■ Aim ■
Could you switch every "instance" to "occurrence" and write out the whole listing below again, with all else unchanged and the pictures left out?

■ Rows ■

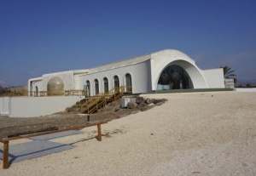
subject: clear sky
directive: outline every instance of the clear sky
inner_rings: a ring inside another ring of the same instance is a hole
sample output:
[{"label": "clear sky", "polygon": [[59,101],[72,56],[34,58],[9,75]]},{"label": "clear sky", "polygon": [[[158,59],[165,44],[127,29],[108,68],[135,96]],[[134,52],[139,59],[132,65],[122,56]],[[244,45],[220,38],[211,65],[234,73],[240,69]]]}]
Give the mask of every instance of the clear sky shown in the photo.
[{"label": "clear sky", "polygon": [[256,78],[255,0],[0,0],[0,85],[166,48]]}]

■ Correct result ■
subject: clear sky
directive: outline every occurrence of the clear sky
inner_rings: a ring inside another ring of the same occurrence is a hole
sample output:
[{"label": "clear sky", "polygon": [[59,101],[72,56],[34,58],[9,75]]},{"label": "clear sky", "polygon": [[[158,59],[165,44],[127,29],[108,68],[135,96]],[[134,52],[139,59],[132,65],[122,56]],[[244,45],[220,38],[211,65],[234,73],[240,69]]]}]
Give the mask of every occurrence of the clear sky shown in the photo.
[{"label": "clear sky", "polygon": [[256,78],[255,0],[0,0],[0,85],[166,48]]}]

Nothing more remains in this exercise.